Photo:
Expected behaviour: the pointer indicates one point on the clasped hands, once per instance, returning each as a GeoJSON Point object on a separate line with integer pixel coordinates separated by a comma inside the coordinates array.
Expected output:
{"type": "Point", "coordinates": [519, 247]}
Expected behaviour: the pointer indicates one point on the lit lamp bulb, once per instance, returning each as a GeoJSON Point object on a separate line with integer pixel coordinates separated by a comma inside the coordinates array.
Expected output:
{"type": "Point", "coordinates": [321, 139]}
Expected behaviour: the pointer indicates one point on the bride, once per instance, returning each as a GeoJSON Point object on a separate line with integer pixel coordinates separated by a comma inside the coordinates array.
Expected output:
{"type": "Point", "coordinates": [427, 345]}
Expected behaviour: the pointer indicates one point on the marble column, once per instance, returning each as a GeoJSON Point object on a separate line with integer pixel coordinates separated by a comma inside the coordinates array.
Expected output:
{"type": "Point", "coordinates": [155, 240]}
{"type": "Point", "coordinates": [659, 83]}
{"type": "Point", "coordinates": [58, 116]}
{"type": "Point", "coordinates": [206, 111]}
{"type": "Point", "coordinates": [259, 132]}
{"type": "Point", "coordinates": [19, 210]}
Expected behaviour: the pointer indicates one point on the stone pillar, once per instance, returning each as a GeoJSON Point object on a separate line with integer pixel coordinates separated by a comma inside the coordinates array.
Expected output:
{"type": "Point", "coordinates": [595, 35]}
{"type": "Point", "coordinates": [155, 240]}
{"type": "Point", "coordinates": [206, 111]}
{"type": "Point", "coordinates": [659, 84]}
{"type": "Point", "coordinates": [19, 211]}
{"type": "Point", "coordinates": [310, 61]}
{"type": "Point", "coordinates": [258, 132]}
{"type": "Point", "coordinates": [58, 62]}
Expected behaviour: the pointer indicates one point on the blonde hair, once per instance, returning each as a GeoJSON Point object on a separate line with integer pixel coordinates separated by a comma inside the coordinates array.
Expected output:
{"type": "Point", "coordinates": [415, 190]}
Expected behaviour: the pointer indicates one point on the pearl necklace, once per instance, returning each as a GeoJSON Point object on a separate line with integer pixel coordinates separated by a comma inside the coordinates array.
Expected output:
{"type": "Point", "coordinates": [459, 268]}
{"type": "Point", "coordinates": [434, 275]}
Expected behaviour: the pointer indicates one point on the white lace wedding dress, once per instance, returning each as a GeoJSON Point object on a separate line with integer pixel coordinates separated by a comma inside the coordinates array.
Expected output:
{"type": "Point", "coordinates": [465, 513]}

....

Work request: Please restate only the opening stretch of the records above: every line from the first through the one containing "on the clasped", exactly as written.

Solution for this problem:
Photo:
Expected behaviour: the pointer indicates one point on the clasped hands, once per instance, returning each as a GeoJSON Point object on a separate line with integer pixel coordinates separated by a comma inside the coordinates array.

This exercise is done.